# taper repair



## Mudstar (Feb 15, 2008)

I'm looking to repair my taper and was wondering how I go about removing the drive wheels so that I can replace the bushings on the shaft and or the shaft if worn and possibly the chain as it seems to be getting looser then new but it could be that the shaft or bushings are worn

.


----------



## 2buckcanuck (Jul 9, 2010)

what you need mudstar is a new bazooka, your still running a concord.:jester:
I use to repair my own tools,think I may go back to servicing them my self,after sending four boxes in to get rebuilt and they run worse now......
the front gear,push backwards on it ,that will loosen that.then the 2 holes in the wheel ,two big holes,think you need allen keys for them,loosen those from the shaft,then punch the shaft through,it can be a pain to put the little plastic bushings in
to know if your bushings need replacing ,your drive wheel should not wobble back and forth,left or right.
chains do wear out,maybe you just half to put more tension on the chain guard.will see if I can find picks to explain better,know where i can find a schematic of bazooka so.....


----------



## Mudstar (Feb 15, 2008)

2buckcanuck said:


> what you need mudstar is a new bazooka, your still running a concord.:jester:
> I use to repair my own tools,think I may go back to servicing them my self,after sending four boxes in to get rebuilt and they run worse now......
> the front gear,push backwards on it ,that will loosen that.then the 2 holes in the wheel ,two big holes,think you need allen keys for them,loosen those from the shaft,then punch the shaft through,it can be a pain to put the little plastic bushings in
> to know if your bushings need replacing ,your drive wheel should not wobble back and forth,left or right.
> chains do wear out,maybe you just half to put more tension on the chain guard.will see if I can find picks to explain better,know where i can find a schematic of bazooka so.....




Was thinking that was the way I just have never done it before. 

Thanks 2buck


----------



## 2buckcanuck (Jul 9, 2010)

wait for the captain though before you start,I will admit he knows the mechanical end very well.anyone who can say you should do so and so to let the bazooka control mud flow....must of had quite a few taken apart in his life time.
hear that Columbia,a bazooka that can control the flow of mud,ask the captain how to do it:whistling2:


----------



## Capt-sheetrock (Dec 11, 2009)

Holy Guacamole !!!!!!
————
## Task requirements
1. According to the forum thread, what sign shows that the bushings on the drive wheel need replacing?
2. List each line of the records that contains the string "blue".
The forum thread and the records have no connection to each other.

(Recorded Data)
————
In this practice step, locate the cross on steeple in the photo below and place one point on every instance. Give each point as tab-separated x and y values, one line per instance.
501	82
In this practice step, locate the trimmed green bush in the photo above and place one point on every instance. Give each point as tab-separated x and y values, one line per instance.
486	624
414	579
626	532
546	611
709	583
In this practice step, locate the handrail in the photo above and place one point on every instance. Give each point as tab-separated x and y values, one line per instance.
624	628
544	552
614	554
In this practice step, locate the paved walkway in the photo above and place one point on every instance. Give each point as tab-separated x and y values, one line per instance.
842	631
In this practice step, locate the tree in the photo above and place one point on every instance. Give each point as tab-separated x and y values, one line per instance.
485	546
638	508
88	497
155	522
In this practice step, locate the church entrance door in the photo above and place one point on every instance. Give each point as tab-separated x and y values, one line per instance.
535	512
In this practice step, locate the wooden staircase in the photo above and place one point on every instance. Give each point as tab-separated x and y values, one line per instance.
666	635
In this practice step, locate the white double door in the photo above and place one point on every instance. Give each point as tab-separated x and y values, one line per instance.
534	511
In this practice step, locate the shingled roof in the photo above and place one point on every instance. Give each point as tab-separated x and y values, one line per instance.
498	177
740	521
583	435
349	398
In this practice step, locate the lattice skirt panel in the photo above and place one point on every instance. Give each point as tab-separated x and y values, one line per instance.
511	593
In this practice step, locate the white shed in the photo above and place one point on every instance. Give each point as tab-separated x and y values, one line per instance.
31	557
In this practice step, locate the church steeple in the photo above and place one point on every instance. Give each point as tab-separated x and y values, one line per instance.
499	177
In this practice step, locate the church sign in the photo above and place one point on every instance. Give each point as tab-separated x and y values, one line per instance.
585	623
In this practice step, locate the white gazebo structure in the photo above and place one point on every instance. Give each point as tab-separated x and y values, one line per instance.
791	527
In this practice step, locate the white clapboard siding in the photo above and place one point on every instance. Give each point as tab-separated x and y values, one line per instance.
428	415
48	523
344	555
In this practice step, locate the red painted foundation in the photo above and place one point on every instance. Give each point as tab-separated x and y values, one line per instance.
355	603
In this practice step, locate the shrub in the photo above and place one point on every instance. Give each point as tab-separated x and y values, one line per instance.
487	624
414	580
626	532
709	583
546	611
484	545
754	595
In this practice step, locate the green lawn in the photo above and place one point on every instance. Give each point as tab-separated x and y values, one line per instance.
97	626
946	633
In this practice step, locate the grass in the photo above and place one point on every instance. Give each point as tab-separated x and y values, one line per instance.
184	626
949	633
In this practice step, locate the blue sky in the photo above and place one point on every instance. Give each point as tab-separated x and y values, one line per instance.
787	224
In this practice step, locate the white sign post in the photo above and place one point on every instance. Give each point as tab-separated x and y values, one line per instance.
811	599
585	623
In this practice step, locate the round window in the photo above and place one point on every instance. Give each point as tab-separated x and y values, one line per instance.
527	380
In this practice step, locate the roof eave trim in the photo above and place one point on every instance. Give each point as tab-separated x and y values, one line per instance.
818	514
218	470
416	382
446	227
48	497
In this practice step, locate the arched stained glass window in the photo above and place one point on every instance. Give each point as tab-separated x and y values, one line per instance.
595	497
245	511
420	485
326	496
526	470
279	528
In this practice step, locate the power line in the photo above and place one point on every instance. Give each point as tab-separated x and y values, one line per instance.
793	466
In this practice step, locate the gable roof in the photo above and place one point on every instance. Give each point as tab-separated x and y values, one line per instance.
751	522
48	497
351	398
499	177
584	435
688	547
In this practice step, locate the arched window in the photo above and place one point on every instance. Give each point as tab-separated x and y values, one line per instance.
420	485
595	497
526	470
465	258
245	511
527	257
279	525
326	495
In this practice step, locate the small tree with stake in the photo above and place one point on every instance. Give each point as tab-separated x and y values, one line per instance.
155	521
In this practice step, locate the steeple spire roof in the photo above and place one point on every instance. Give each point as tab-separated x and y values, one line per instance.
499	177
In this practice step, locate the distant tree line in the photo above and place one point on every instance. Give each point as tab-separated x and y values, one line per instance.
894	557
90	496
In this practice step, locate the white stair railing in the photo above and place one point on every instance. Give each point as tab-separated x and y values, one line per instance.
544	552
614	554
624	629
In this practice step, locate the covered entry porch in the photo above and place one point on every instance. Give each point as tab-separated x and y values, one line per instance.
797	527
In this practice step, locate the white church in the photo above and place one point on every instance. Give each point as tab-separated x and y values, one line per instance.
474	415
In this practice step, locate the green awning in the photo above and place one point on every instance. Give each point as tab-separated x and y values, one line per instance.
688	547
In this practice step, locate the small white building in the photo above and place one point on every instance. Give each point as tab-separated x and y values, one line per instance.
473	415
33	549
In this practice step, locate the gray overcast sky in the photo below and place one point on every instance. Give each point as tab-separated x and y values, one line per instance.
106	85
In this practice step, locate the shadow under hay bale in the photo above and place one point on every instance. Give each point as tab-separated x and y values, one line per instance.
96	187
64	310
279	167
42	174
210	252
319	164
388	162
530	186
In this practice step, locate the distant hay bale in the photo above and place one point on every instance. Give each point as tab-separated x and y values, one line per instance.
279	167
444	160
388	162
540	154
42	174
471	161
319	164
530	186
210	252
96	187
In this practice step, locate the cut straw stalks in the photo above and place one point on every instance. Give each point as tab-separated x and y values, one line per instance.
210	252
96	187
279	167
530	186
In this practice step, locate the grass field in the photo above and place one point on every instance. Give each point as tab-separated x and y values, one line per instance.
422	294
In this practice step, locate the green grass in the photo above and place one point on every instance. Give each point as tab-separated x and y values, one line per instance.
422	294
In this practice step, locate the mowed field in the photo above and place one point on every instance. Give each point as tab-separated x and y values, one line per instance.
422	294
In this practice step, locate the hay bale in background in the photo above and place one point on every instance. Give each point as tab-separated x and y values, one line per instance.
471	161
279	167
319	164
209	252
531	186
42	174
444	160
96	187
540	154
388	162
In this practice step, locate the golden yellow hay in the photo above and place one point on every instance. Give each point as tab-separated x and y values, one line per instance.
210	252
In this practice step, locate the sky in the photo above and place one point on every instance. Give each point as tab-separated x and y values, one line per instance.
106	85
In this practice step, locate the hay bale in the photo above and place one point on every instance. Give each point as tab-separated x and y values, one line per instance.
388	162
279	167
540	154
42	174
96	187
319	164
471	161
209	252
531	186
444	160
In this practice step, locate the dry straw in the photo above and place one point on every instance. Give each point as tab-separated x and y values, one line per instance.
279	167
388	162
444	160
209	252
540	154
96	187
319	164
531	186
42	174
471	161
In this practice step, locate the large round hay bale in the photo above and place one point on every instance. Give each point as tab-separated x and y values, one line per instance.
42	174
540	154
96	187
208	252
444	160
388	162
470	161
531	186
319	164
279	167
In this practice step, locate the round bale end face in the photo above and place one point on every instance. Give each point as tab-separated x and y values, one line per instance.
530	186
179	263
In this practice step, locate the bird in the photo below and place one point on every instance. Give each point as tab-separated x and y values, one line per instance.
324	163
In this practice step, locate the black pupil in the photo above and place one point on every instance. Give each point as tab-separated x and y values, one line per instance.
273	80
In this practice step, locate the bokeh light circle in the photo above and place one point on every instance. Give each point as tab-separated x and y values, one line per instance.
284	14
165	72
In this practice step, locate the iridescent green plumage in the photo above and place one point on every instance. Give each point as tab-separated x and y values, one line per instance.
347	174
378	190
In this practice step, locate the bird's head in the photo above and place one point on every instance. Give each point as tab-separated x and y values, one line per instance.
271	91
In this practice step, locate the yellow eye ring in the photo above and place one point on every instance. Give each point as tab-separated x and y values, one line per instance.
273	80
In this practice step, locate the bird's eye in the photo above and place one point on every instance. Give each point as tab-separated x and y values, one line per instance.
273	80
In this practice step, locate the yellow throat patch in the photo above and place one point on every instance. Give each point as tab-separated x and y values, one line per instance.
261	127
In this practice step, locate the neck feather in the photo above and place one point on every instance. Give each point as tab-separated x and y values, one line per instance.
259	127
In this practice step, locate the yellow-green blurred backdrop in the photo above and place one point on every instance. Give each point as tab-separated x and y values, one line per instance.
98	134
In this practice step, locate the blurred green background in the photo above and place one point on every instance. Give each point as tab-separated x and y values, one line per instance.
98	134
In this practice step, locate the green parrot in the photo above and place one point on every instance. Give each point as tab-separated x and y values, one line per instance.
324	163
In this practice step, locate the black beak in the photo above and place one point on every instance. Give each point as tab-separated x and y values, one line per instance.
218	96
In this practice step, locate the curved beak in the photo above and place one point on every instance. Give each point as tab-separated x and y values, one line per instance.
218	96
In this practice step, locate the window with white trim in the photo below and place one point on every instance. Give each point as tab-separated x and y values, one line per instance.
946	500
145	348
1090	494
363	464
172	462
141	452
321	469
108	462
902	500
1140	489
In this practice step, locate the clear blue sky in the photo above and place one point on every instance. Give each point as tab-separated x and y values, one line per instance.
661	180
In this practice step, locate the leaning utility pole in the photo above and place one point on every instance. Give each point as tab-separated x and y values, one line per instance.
————
## Task-by-task results
1. The drive wheel wobbles back and forth, left or right.

2.
In this practice step, locate the blue sky in the photo above and place one point on every instance. Give each point as tab-separated x and y values, one line per instance.
In this practice step, locate the clear blue sky in the photo above and place one point on every instance. Give each point as tab-separated x and y values, one line per instance.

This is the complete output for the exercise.